▸ ПИСЬМЕННОЕ ЗАДАНИЕ A:
Перепишите без изменений записи: все строки от той, где есть "[locate] the village", и до конца записей включительно.

◇ ◇ ◇ ◇

Отчет о «перегонке мыслей с места на место по заданным направлениям»

Mixtura verborum’2002: По следам человека. Сб. ст. - Самар. гуманит. акад. - Самара, 2002. С. 131-138.

Е. А. Иваненко, М. А. Корецкая, Е. Ю. Михалева, Е. В. Савенкова

 

Данный отчет представляет собой цепь коротких эссе, возникших из обрывочных записей обсуждений докладов участников клуба. Как таковой, отчет не претендует на полноту, так как звенья цепи отобраны произвольно, кроме того, один доклад – по проблеме истока – представлен в сборнике философского клуба за 2002 год в виде самостоятельного текста. Имеет смысл заметить, что в данном отчете авторская позиция сведена к минимуму, являясь продуктом совместной «перегонки мыслей с места на место по заданным направлениям». Как справедливо надеялись организаторы проекта философского клуба на 2001/2002 год, осуществленная «ментальная беготня» смогла расчистить некое проблемное поле, удивительным и симптоматичным образом отвечающее внутренней проблематике каждого доклада. Это поле приблизительно описывается как «проблема субъекта мегаимперий» или же «проблема полисубъектности».

 Кризис гуманизма 

Кризис гуманизма. Весьма шумное и актуальное словосочетание. Ареал крайне велик, можно даже сказать, беспределен. Каждый легко может ввернуть модное словечко, дабы указать на важность и значимость того, что он говорит. Но, как это часто бывает, сама проблема, обозначенная словами «кризис гуманизма», не так легка в обращении. К тому же дело усложняется путаницей: «кризис гуманизма» постоянно возникает в тех же контекстах, что и просто «гуманизм». Закономерно возникает сомнение – не с фантомом ли мы имеем дело? Имеет ли место «кризис гуманизма»?

Как точно было замечено в ходе обсуждения, когда говорят о «гуманизме» – это уже кризис. Гуманизм возникает из необходимости доказывать себе свою человечность, а кризис – из-за отсутствия аксиом для доказательства. Так что, очевидно, современный гуманизм – это разговор о гуманизме, текучий и вязкий, лишенный возможности оформиться в понятие, и выдающий эту лишенность за свое преимущество. Можно сказать, что проблема кризиса гуманизма претерпела серию метаморфоз. Стартовав с экзистенциальных размышлений о смысле существования человека, проблема гуманизма в наше время стала игрой, прочно вросшей в сеть масс-медиа и подпитываемой ее иррациональными началами. Кризис же гуманизма, должно быть, наступает всякий раз, когда игра становится слишком очевидной, и игроки чувствуют ее неестественность, подобно тому, как дети, взрослея, вдруг ощущают несоответствие себя какой-либо игре. Ситуация несоответствия порождает беспокойство, которое может стать вопросом, выражающим суть проблемы гуманизма: что происходит?

◇ ◇ ◇ ◇

▸ ПИСЬМЕННОЕ ЗАДАНИЕ B:
Сократите абзац отчета, начинающийся словами «Как точно было замечено в ходе обсуждения», и изложите его в виде списка, сохранив основные факты.

Фрагменты данных точечной разметки

◇ ◇ ◇ ◇

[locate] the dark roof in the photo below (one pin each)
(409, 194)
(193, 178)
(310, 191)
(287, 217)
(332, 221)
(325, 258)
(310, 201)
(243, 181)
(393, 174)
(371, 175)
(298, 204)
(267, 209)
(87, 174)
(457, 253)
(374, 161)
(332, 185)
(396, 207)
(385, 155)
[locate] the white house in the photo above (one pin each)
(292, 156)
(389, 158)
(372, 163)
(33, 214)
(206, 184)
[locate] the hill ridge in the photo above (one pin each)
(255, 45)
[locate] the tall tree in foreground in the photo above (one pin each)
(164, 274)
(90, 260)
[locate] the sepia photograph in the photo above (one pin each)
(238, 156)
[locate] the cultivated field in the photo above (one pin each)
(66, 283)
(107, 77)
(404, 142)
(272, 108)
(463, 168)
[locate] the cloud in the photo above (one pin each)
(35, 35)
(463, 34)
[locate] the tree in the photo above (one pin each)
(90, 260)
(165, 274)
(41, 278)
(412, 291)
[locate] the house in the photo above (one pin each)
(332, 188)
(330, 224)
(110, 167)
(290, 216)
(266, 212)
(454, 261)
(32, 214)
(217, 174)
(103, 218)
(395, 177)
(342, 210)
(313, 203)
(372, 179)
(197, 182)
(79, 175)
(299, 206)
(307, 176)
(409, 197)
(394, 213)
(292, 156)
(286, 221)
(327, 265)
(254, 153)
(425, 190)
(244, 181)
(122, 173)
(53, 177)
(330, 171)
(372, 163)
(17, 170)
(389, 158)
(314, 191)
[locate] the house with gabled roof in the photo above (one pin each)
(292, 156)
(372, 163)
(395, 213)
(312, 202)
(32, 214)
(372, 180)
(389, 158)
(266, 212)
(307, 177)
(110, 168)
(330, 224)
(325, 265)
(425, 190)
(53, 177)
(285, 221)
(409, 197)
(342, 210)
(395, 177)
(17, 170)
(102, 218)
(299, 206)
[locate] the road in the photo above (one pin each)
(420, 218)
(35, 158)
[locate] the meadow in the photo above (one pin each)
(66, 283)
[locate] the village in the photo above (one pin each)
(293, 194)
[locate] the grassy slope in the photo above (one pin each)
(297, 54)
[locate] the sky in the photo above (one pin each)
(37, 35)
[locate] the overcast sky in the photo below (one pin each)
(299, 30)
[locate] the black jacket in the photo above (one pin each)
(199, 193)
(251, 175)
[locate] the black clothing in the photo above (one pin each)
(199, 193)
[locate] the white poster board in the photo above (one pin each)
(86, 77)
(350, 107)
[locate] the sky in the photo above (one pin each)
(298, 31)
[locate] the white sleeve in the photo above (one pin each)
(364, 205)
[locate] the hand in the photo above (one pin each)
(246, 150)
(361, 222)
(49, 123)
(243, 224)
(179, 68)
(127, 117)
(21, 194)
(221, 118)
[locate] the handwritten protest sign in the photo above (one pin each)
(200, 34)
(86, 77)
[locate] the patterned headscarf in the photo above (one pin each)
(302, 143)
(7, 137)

◇ ◇ ◇ ◇

▸ ИТОГОВЫЙ ОТВЕТ A:
[locate] the village in the photo above (one pin each)
(293, 194)
[locate] the grassy slope in the photo above (one pin each)
(297, 54)
[locate] the sky in the photo above (one pin each)
(37, 35)
[locate] the overcast sky in the photo below (one pin each)
(299, 30)
[locate] the black jacket in the photo above (one pin each)
(199, 193)
(251, 175)
[locate] the black clothing in the photo above (one pin each)
(199, 193)
[locate] the white poster board in the photo above (one pin each)
(86, 77)
(350, 107)
[locate] the sky in the photo above (one pin each)
(298, 31)
[locate] the white sleeve in the photo above (one pin each)
(364, 205)
[locate] the hand in the photo above (one pin each)
(246, 150)
(361, 222)
(49, 123)
(243, 224)
(179, 68)
(127, 117)
(21, 194)
(221, 118)
[locate] the handwritten protest sign in the photo above (one pin each)
(200, 34)
(86, 77)
[locate] the patterned headscarf in the photo above (one pin each)
(302, 143)
(7, 137)

▸ ИТОГОВЫЙ ОТВЕТ B:
- Когда говорят о «гуманизме», это уже кризис.
- Гуманизм возникает из необходимости доказывать себе свою человечность, а кризис возникает из-за отсутствия аксиом для доказательства.
- Современный гуманизм представляет собой текучий и вязкий разговор о гуманизме. Он не может оформиться в понятие и выдает эту лишенность за свое преимущество.
- Проблема претерпела серию метаморфоз. Она началась с экзистенциальных размышлений о смысле существования человека, а в наше время стала игрой, вросшей в сеть масс-медиа и подпитываемой ее иррациональными началами.
- Кризис наступает, когда игра становится слишком очевидной и игроки чувствуют ее неестественность, как взрослеющие дети ощущают свое несоответствие какой-либо игре.
- Несоответствие порождает беспокойство, которое может стать вопросом о сути проблемы: что происходит?